[Work instructions]: In the text on desert biocrusts, what share of Spain is classified as drylands?
── Page text
Reed stands by a plot hit with both heat lamps and light, regular water treatments. The ground looks trampled. It’s surprising that just a little water could cause this kind of damage. Reed and Belnap think the water gives the crusts just enough moisture to rev up metabolism, but not enough to replace the energy they’ve used, especially as heat speeds up evaporation.
What’s troubling is how quickly the warmed and watered crusts disappeared — they were barren in less than a year. “You can tell right away which ones got watered,” says Belnap. “Everything used to look like that over there,” she says, pointing to a distant control plot with visible, thick crusts.
“It was stunning and disappointing and somewhat gut-wrenching,” says USGS researcher Scott Ferrenberg, the lead author on a paper analyzing data from these experiments.
Other researchers, like Fernando Maestre, a professor at Rey Juan Carlos University in Spain, are doing similar experiments in other parts of the world. Nearly 75 percent of Spain is classified as drylands. “Climate models predict really, really high warming for Spain, particularly during the summer. And summer in Spain is already really hot,” he says. “We need to know what is going to happen before we can think of ways of mitigating it.”
Maestre’s experiments are showing results similar to those from USGS.
The future doesn’t look good for biocrust communities, and thus for the stability of desert soils, as we continue to careen toward a warmer climate. But researchers still hold out hope. “We’re trying to turn to a more optimistic phase to see if there’s some way we could help these communities to return,” says Ferrenberg. Several universities are trying to culture biocrust organisms in greenhouses and reintroduce them to damaged landscapes. Results are mixed so far. In China, government scientists sprayed a cyanobacteria-loaded slurry over growing sand dunes and stopped their advance. But recent experiments in New Mexico and Utah have been hit-or-miss, and it’s not clear why. “The jury’s out in terms of restoration and how much success we might have in the face of climate change,” says Ferrenberg.
────
── Material supplied
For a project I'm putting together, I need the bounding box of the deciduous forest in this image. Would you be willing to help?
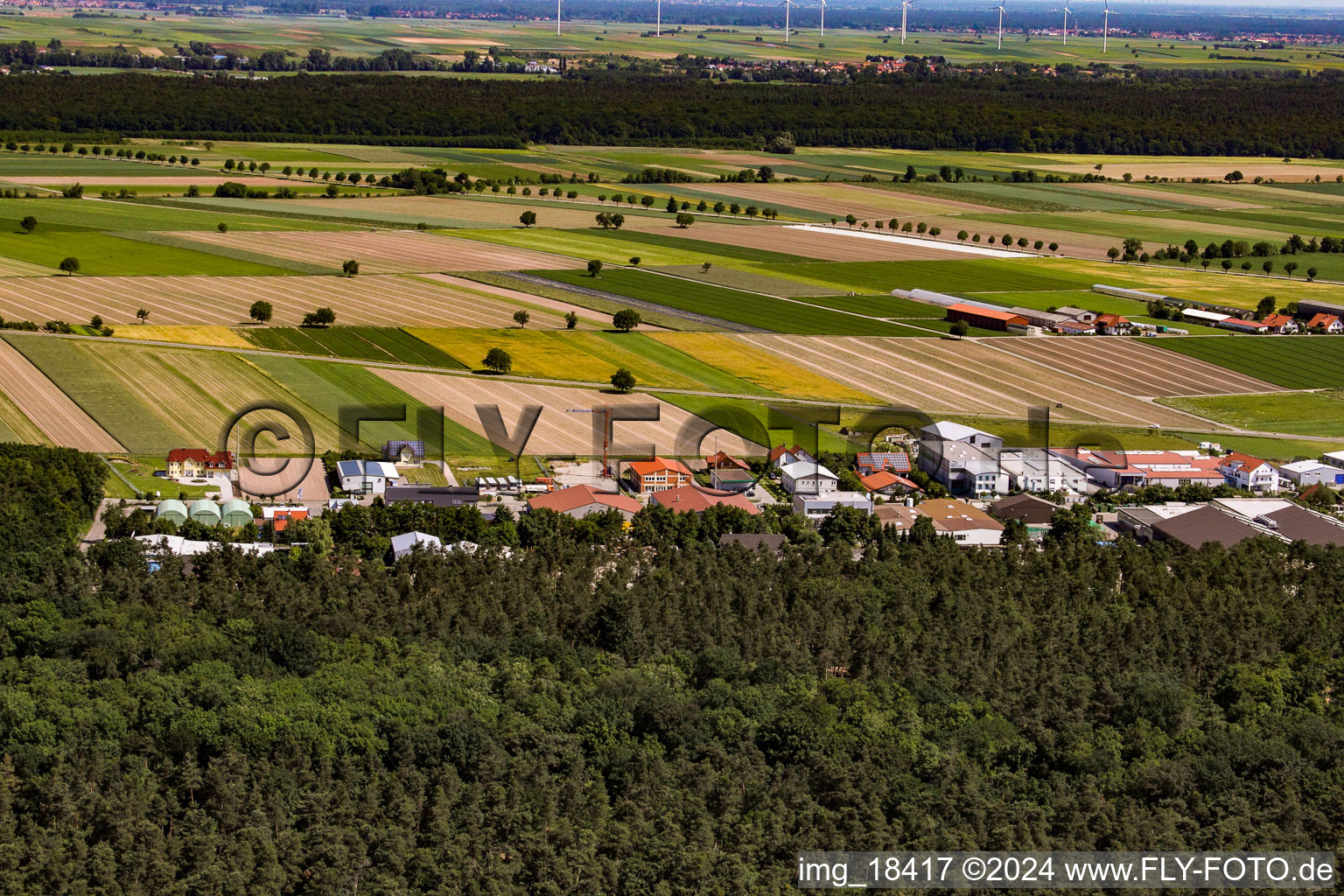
[8,73,1344,158]
[0,446,1344,896]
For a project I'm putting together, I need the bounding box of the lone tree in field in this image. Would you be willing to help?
[301,304,336,326]
[481,348,514,374]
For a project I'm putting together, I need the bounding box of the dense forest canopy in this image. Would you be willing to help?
[0,447,1344,896]
[0,73,1344,158]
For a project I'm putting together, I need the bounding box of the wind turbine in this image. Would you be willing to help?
[780,0,798,43]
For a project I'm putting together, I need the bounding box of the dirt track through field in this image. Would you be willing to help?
[0,276,578,329]
[175,230,582,274]
[0,340,125,452]
[369,368,765,455]
[986,336,1279,396]
[737,336,1206,426]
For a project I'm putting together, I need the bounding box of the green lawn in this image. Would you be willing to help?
[0,224,294,276]
[1161,389,1344,438]
[0,197,343,234]
[250,356,494,454]
[236,326,465,369]
[529,268,918,336]
[1146,336,1344,389]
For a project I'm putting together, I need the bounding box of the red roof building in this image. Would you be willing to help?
[859,470,920,494]
[704,452,752,470]
[649,485,760,516]
[946,302,1027,331]
[527,485,644,520]
[627,457,695,494]
[168,449,234,480]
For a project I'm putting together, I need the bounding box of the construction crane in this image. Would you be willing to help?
[569,404,615,480]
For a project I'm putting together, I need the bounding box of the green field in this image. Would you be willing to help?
[1148,336,1344,389]
[0,226,294,276]
[235,326,464,369]
[1161,389,1344,440]
[529,268,920,336]
[244,356,494,455]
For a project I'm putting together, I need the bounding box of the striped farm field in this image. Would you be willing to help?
[1154,336,1344,388]
[0,337,122,452]
[528,268,920,336]
[374,368,763,457]
[176,230,579,274]
[650,333,878,404]
[125,321,253,348]
[0,276,578,337]
[735,334,1207,429]
[8,334,338,454]
[995,337,1277,396]
[241,326,464,369]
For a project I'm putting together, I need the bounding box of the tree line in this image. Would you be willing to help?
[0,71,1344,158]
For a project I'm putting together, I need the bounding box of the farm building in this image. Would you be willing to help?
[793,492,872,520]
[914,500,1004,547]
[336,461,401,494]
[155,499,187,525]
[1278,461,1344,487]
[780,461,840,494]
[627,457,695,494]
[1306,312,1344,333]
[1264,314,1301,333]
[1218,317,1274,333]
[383,485,481,507]
[261,501,307,532]
[383,439,424,466]
[219,499,253,529]
[855,452,910,475]
[187,499,223,525]
[710,467,757,492]
[859,470,923,497]
[527,485,642,520]
[1218,452,1278,492]
[166,449,236,480]
[649,485,760,516]
[393,532,444,560]
[945,302,1028,332]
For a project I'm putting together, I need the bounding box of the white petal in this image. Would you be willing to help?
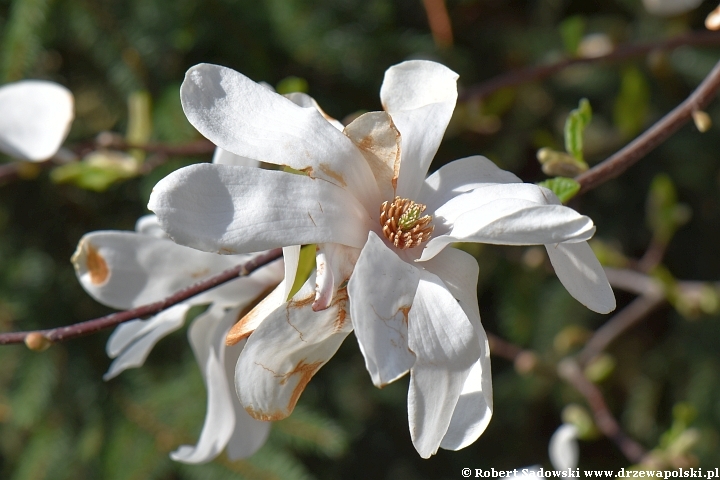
[212,147,260,167]
[423,248,493,450]
[0,80,75,161]
[235,277,352,420]
[408,271,482,458]
[417,155,522,212]
[148,164,370,254]
[226,245,300,345]
[344,112,401,200]
[380,60,458,198]
[348,232,420,387]
[420,198,595,260]
[135,215,169,238]
[170,306,270,464]
[103,303,190,380]
[545,242,615,313]
[180,64,379,208]
[170,306,237,464]
[285,92,345,132]
[312,243,360,312]
[72,231,282,309]
[548,423,580,470]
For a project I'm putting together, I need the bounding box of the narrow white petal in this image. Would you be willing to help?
[380,60,458,198]
[170,306,238,464]
[212,147,260,167]
[545,242,615,313]
[348,232,420,387]
[312,243,360,311]
[180,64,379,208]
[103,303,190,380]
[235,277,352,421]
[226,245,300,345]
[285,92,345,132]
[416,155,522,212]
[148,164,370,254]
[408,271,483,458]
[135,215,169,238]
[72,231,282,309]
[0,80,75,161]
[548,423,580,470]
[420,199,595,260]
[344,112,401,201]
[422,248,493,450]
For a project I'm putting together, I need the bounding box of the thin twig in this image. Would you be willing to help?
[558,358,647,463]
[0,248,282,345]
[575,62,720,193]
[459,31,720,101]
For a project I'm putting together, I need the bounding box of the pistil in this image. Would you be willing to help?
[380,197,435,250]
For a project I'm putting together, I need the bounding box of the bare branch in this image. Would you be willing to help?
[459,31,720,101]
[575,58,720,193]
[558,358,647,463]
[0,248,282,345]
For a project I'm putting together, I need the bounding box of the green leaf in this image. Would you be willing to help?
[613,67,650,137]
[560,15,586,55]
[565,98,592,163]
[275,76,310,95]
[538,177,580,203]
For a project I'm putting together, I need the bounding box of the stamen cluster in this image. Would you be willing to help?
[380,197,435,250]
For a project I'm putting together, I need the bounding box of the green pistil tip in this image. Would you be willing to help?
[398,205,422,230]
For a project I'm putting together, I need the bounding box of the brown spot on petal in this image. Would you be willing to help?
[320,163,347,187]
[245,407,290,422]
[85,242,110,285]
[280,359,324,412]
[400,305,410,326]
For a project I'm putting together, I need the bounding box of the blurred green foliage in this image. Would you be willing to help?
[0,0,720,480]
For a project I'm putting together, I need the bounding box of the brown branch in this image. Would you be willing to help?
[459,31,720,101]
[0,248,282,345]
[575,57,720,193]
[558,358,647,463]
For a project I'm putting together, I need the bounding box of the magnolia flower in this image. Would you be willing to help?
[0,80,74,161]
[149,61,615,457]
[510,423,580,478]
[73,148,290,463]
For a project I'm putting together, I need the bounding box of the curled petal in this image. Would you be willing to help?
[380,60,458,198]
[148,164,370,254]
[180,64,379,208]
[235,277,352,421]
[226,245,300,345]
[417,155,522,212]
[548,423,580,470]
[212,147,260,167]
[408,271,482,458]
[545,242,615,313]
[0,80,75,161]
[103,303,190,380]
[348,232,420,387]
[420,199,595,261]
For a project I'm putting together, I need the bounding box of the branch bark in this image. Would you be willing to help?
[0,248,282,345]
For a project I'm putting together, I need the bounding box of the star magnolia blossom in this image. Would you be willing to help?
[73,152,290,463]
[0,80,74,161]
[149,61,615,457]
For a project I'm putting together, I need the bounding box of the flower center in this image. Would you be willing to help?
[380,197,435,250]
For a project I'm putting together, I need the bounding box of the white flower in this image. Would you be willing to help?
[73,149,290,463]
[149,61,615,457]
[510,423,580,478]
[0,80,74,161]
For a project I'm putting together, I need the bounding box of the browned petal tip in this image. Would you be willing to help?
[25,332,52,352]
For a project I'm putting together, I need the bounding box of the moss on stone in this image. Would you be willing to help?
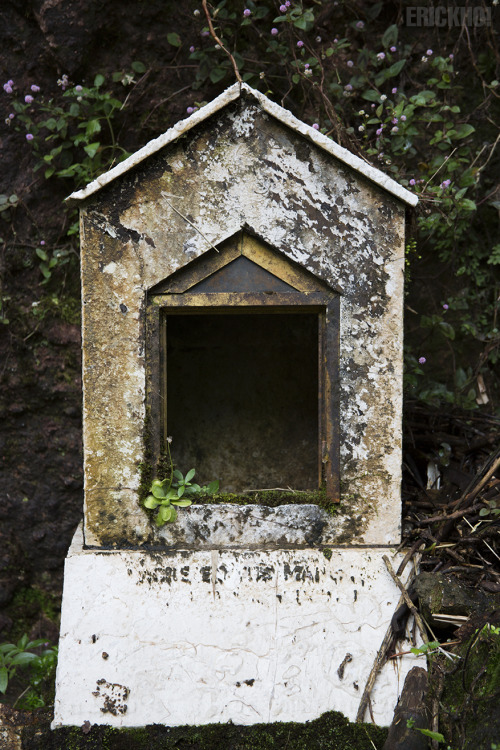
[194,489,339,514]
[22,711,387,750]
[440,625,500,750]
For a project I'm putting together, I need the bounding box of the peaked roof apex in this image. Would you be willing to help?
[66,83,418,206]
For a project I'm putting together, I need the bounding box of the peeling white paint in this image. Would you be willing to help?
[52,531,421,728]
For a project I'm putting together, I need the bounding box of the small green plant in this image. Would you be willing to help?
[0,634,57,709]
[406,719,446,744]
[144,438,219,526]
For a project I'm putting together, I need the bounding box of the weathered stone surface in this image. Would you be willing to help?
[152,504,368,549]
[53,531,416,726]
[76,86,404,547]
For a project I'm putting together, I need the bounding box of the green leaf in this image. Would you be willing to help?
[11,652,38,666]
[156,505,175,526]
[167,32,182,47]
[361,89,380,102]
[382,23,398,48]
[0,667,9,693]
[387,60,406,78]
[85,120,101,138]
[460,198,476,211]
[415,727,444,742]
[83,141,101,159]
[455,123,476,138]
[439,320,455,340]
[151,484,167,500]
[209,68,226,83]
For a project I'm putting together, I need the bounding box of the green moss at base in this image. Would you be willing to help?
[193,489,340,515]
[22,711,387,750]
[4,586,61,642]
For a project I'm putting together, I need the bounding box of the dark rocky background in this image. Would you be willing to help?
[0,0,500,750]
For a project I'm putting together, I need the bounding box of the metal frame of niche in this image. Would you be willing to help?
[145,230,341,502]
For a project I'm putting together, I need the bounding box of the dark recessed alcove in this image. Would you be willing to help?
[165,312,319,492]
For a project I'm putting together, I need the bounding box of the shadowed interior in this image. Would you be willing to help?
[166,313,318,492]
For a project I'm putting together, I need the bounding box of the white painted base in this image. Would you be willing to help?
[53,529,420,728]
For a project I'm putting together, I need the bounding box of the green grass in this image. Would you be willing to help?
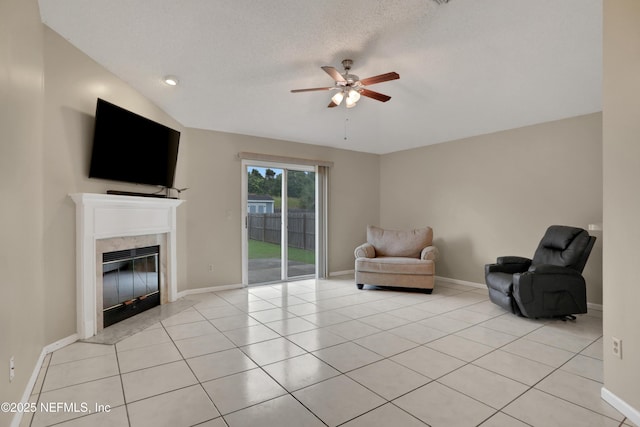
[249,239,316,264]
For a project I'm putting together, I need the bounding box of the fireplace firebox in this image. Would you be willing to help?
[102,245,160,327]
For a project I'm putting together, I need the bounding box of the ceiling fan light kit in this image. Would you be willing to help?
[291,59,400,108]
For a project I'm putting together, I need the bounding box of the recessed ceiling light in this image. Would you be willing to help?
[164,76,178,86]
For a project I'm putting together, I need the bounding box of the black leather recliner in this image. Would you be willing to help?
[484,225,596,318]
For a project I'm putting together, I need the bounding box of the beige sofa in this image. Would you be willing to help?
[354,225,438,294]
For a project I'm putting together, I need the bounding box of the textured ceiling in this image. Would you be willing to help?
[40,0,602,154]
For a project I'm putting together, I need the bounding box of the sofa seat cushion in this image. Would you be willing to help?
[356,257,435,275]
[367,225,433,258]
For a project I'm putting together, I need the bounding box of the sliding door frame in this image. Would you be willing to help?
[240,159,327,287]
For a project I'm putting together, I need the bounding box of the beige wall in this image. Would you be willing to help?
[181,129,379,289]
[603,0,640,416]
[380,113,602,304]
[0,0,49,426]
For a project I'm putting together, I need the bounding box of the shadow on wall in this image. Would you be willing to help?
[433,237,484,283]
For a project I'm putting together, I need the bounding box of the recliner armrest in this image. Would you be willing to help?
[484,263,529,278]
[353,243,376,258]
[420,246,440,261]
[528,264,581,276]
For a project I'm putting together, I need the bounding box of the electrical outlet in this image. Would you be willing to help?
[9,356,16,382]
[611,337,622,359]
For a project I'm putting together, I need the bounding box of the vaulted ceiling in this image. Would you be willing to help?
[39,0,602,154]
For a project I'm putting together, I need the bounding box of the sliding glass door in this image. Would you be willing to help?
[243,162,317,285]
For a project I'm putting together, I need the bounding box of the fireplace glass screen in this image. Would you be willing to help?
[102,246,160,327]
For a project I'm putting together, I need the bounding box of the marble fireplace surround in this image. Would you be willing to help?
[70,193,183,339]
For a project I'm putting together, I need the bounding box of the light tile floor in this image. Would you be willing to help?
[21,278,633,427]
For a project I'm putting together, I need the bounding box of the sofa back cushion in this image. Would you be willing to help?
[367,225,433,258]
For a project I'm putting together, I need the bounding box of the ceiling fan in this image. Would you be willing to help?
[291,59,400,108]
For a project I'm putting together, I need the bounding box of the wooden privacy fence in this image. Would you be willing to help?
[247,211,316,251]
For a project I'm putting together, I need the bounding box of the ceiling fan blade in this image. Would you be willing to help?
[321,65,347,83]
[360,71,400,86]
[360,89,391,102]
[291,86,333,93]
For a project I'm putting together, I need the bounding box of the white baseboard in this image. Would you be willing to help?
────
[Problem solution]: Nearly 75 percent of Spain is classified as drylands.